- **THE PROBLEM**
Could you write out the rows again, starting at the first one and stopping after the line that contains "column 587, row 195", substituting "single point" for "single marker" throughout, changing nothing else, and leaving the pictures out?

- **Entries from a point annotation set**
########################################
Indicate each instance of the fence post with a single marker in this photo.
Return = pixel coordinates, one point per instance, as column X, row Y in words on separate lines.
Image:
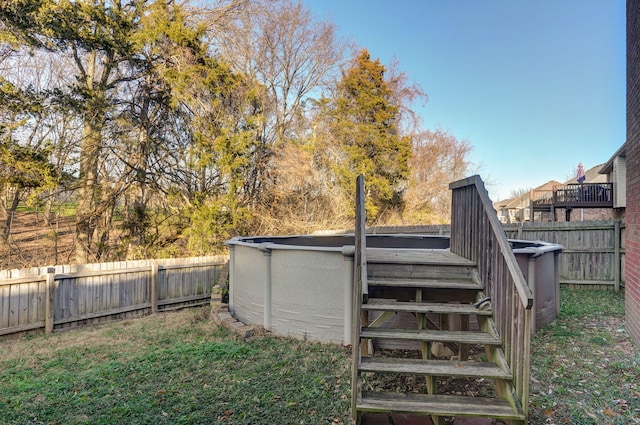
column 616, row 256
column 50, row 288
column 154, row 288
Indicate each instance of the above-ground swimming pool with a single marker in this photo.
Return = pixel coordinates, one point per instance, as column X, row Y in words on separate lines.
column 301, row 286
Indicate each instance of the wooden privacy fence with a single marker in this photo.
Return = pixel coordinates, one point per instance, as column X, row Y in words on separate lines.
column 593, row 250
column 65, row 296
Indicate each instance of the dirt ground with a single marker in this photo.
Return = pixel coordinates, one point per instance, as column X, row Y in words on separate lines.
column 33, row 242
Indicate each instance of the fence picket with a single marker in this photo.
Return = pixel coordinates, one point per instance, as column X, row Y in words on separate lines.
column 72, row 295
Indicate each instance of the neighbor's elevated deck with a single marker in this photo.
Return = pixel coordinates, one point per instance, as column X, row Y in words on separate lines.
column 587, row 195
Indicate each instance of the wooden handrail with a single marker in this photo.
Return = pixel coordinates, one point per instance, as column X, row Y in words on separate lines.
column 489, row 212
column 476, row 234
column 360, row 289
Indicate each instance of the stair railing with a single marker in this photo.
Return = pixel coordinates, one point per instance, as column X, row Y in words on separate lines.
column 360, row 289
column 476, row 234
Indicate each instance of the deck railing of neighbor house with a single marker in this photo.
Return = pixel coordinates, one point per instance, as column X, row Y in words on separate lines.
column 360, row 290
column 574, row 195
column 476, row 234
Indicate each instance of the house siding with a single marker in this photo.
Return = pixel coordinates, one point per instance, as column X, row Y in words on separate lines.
column 632, row 274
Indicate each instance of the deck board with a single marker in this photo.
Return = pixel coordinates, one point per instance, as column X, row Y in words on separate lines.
column 416, row 256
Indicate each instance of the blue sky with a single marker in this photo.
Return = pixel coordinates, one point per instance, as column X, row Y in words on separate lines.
column 535, row 86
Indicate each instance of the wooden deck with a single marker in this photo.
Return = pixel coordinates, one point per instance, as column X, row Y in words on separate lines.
column 416, row 256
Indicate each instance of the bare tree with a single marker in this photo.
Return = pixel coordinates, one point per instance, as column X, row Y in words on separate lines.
column 438, row 159
column 279, row 44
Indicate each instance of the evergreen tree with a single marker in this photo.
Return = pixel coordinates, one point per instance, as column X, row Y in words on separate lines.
column 363, row 136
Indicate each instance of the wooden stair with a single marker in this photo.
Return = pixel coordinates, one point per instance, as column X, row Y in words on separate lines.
column 438, row 290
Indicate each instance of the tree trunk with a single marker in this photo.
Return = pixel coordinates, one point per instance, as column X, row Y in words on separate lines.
column 10, row 213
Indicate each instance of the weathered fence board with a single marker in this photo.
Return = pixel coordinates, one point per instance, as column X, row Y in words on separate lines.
column 594, row 250
column 72, row 295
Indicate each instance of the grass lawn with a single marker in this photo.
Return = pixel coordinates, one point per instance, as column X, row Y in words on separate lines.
column 179, row 368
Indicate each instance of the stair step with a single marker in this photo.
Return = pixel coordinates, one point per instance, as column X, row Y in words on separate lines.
column 414, row 307
column 459, row 369
column 426, row 283
column 438, row 405
column 462, row 337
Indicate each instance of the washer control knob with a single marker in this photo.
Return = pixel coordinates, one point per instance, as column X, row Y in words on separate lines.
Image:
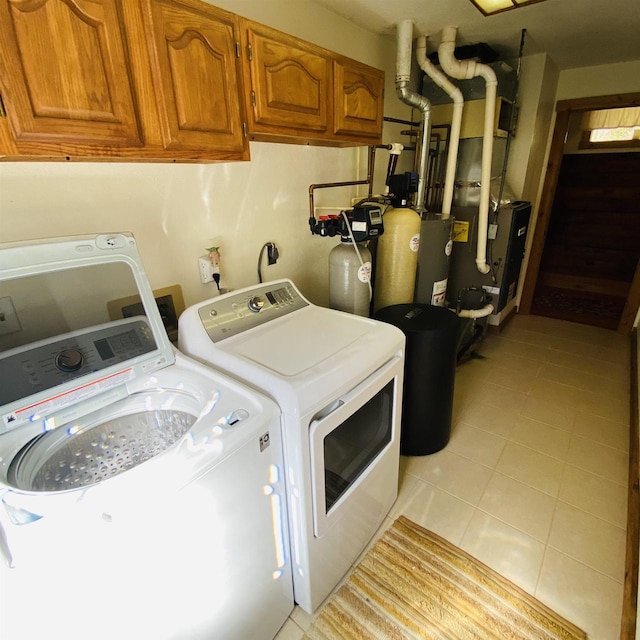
column 255, row 304
column 69, row 360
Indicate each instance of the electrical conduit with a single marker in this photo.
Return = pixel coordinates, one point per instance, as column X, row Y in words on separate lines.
column 454, row 137
column 464, row 70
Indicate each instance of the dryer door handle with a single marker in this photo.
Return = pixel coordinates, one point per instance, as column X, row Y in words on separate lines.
column 5, row 550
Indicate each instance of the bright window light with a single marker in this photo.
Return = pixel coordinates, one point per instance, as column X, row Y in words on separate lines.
column 489, row 7
column 619, row 134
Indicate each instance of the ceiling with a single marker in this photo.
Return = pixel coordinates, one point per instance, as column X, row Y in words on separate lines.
column 574, row 33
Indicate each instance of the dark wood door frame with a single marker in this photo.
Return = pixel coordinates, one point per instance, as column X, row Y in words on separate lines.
column 564, row 109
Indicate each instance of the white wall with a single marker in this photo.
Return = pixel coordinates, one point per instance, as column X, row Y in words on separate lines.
column 602, row 80
column 175, row 211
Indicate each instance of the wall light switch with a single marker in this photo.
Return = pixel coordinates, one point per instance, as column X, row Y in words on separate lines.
column 9, row 321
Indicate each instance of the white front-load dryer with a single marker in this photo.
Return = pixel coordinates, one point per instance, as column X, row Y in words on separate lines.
column 141, row 494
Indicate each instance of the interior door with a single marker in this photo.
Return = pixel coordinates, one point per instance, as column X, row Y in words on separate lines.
column 593, row 240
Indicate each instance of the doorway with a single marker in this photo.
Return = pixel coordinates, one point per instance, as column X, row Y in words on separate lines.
column 581, row 267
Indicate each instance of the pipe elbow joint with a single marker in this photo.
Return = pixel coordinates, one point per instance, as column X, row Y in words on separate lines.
column 483, row 267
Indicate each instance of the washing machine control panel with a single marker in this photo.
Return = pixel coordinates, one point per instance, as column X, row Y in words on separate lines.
column 49, row 363
column 234, row 313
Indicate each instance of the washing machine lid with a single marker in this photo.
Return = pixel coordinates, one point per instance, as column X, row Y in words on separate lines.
column 63, row 347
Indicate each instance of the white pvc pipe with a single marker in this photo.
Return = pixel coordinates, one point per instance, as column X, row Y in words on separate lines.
column 414, row 100
column 463, row 70
column 487, row 310
column 454, row 137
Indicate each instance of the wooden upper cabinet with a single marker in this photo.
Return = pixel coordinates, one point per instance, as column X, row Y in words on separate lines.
column 288, row 83
column 359, row 100
column 299, row 92
column 196, row 76
column 174, row 80
column 65, row 73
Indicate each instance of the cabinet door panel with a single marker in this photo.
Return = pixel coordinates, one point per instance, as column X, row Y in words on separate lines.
column 290, row 83
column 65, row 74
column 196, row 75
column 359, row 100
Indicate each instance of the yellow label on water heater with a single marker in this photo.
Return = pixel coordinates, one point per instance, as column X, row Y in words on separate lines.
column 460, row 231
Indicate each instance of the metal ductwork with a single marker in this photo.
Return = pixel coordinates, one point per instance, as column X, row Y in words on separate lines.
column 464, row 70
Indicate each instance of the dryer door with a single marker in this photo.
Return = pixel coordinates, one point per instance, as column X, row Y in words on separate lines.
column 348, row 438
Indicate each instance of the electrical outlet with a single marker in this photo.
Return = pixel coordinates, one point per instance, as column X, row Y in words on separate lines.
column 206, row 270
column 9, row 321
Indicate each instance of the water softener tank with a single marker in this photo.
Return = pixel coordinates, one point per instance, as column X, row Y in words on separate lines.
column 433, row 260
column 349, row 288
column 397, row 257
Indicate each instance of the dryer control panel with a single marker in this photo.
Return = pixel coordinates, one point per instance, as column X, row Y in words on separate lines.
column 235, row 312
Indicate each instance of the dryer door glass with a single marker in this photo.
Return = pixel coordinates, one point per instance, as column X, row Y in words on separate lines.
column 355, row 443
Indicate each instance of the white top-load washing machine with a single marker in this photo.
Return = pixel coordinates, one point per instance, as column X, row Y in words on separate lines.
column 141, row 494
column 338, row 380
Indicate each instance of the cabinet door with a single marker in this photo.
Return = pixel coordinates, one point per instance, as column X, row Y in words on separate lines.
column 290, row 90
column 196, row 76
column 64, row 73
column 359, row 100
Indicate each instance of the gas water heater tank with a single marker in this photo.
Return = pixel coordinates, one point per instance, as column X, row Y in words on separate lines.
column 397, row 258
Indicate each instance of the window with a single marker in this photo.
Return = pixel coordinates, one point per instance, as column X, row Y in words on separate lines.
column 611, row 128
########################################
- **WRITTEN REPLY**
Indicate each instance of the fence post with a single point in this photo.
Return = pixel coordinates, one point per instance, as column X, row Y in words on separate lines.
Image:
column 616, row 256
column 50, row 288
column 154, row 288
Indicate each instance of the above-ground swimming pool with a single point in this photo.
Return = pixel coordinates, one point per instance, as column X, row Y in words on separate lines.
column 301, row 286
Indicate each instance of the wooden privacy fence with a single point in this photo.
Return = pixel coordinates, one point per instance, as column X, row Y in words on separate lines.
column 593, row 250
column 65, row 296
Indicate each instance of the dirt ground with a single point in this photo.
Return = pixel coordinates, one point per instance, as column X, row Y in words on separate lines.
column 33, row 242
Indicate each instance of the fence picket with a single point in this photo.
Return = pixel coordinates, one point per instance, as column X, row Y in words on separate lines.
column 72, row 295
Indicate each instance of the neighbor's elevated deck with a single point in this photo.
Return = pixel coordinates, one point per instance, as column X, row Y in words on separate lines.
column 587, row 195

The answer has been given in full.